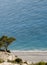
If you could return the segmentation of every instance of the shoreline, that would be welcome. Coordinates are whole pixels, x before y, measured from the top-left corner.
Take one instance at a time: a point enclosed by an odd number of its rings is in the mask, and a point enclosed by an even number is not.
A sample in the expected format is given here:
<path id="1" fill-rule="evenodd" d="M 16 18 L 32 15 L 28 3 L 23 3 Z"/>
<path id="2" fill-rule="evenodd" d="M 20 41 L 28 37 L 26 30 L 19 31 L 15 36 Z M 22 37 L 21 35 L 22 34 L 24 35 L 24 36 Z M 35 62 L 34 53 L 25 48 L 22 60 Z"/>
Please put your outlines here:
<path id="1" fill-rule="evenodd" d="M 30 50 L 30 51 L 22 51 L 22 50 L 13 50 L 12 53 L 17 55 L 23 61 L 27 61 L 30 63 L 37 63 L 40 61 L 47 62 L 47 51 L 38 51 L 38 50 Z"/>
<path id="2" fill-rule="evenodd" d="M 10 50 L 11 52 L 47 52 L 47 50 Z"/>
++++++++
*GOAL OF THE EXERCISE:* Rewrite the material above as a numbered list with one line per item, skipping blank lines and leaving out any pictures.

*SOLUTION TO THIS PROBLEM:*
1. If you could return the segmentation of every instance of the shoreline, that would be welcome. Coordinates are whole pixels, x before y, measured from the top-left corner.
2. Take one instance at a time: a point enclosed by an odd number of its rings is in the mask, and a point enclosed by an even number is not.
3. A sample in the expected format is given here:
4. <path id="1" fill-rule="evenodd" d="M 16 18 L 32 15 L 28 3 L 23 3 Z"/>
5. <path id="2" fill-rule="evenodd" d="M 20 41 L 28 37 L 26 30 L 19 31 L 15 36 Z M 22 37 L 21 35 L 22 34 L 24 35 L 24 36 Z M 35 62 L 34 53 L 25 48 L 22 60 Z"/>
6. Please put your outlines here:
7. <path id="1" fill-rule="evenodd" d="M 30 50 L 30 51 L 22 51 L 22 50 L 13 50 L 12 53 L 17 55 L 23 61 L 27 61 L 30 63 L 37 63 L 40 61 L 47 62 L 47 51 L 38 51 L 38 50 Z"/>
8. <path id="2" fill-rule="evenodd" d="M 10 50 L 11 52 L 47 52 L 47 50 Z"/>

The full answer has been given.